# need house hook pics or ideas please



## sullyxlh (Oct 28, 2004)

anyone have any pics or ideas for a house hook will be fishin the st marys in june and wanted to make one. thanks


----------



## rendotwo (Dec 27, 2004)

never heard of it can you show a picture ?


----------



## Slider (Feb 6, 2006)

Are you referring to a wall hook, for use in attaching your boat to the wall at the power plant?


----------



## sullyxlh (Oct 28, 2004)

hey slider,yea that's exactly what i'm lookin for going up at the end of june for a wedding,and wanted to fish it,got acess to a grounding rod that was bent up that gets the job done but was lookin for other ideas cause i got some aluminum square stock i can weld up or i should say that i can have welded up.


----------



## Oldgrandman (Nov 16, 2004)

If no one replies by the time I get home and if I remember, I'll send you a sketch with some dimensions.
PM me should I forget and you do not get an answer.


----------



## Slider (Feb 6, 2006)

You certainly could make a nice one out of some aluminum square stock. Ours are all made from re-bar. The long side is 4-5', with two tie off points so you can adjust for the flow coming through the tube. The flat surface that fits over the cap is about 14" and the point that sticks in the grass is about 4-6". I left mine up at my brothers place, in Brimley, last week, so I'll double check the dimensions when I talk to him this evening. The only dimension that is critical is the one that fits over the cap.
======
Your objective: From the house hook thread, lift out word for word the passage starting with "hey slider,yea that's" and going on through "have welded up.".
======
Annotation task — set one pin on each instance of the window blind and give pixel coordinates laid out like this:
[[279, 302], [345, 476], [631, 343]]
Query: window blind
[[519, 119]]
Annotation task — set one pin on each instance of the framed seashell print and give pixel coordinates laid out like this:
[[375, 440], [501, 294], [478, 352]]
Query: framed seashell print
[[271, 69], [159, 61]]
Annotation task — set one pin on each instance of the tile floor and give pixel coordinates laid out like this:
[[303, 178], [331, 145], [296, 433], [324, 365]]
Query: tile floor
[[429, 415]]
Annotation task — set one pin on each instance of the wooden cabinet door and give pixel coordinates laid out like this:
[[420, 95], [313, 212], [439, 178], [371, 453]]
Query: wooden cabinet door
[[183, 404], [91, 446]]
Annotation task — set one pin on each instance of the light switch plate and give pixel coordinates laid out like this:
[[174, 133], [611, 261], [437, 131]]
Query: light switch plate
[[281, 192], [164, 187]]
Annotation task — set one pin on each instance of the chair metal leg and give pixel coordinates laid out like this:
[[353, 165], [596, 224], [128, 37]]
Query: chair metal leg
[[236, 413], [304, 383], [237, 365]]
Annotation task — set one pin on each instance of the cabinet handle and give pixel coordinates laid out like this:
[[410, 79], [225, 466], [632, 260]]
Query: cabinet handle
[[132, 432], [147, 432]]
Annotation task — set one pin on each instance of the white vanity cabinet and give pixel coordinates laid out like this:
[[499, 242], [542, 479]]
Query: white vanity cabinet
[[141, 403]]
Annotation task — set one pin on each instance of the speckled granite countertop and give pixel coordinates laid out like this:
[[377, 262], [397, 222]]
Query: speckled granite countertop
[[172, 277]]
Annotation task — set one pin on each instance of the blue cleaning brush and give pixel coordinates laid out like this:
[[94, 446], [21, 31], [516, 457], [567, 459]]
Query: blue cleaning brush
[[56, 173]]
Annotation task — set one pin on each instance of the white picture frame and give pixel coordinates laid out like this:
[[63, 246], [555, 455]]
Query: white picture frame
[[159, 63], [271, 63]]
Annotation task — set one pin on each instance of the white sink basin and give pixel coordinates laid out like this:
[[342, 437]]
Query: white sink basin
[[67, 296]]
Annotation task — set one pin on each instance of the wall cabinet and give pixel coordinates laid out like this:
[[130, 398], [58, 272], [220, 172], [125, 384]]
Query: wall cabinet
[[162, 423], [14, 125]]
======
Problem solution:
hey slider,yea that's exactly what i'm lookin for going up at the end of june for a wedding,and wanted to fish it,got acess to a grounding rod that was bent up that gets the job done but was lookin for other ideas cause i got some aluminum square stock i can weld up or i should say that i can have welded up.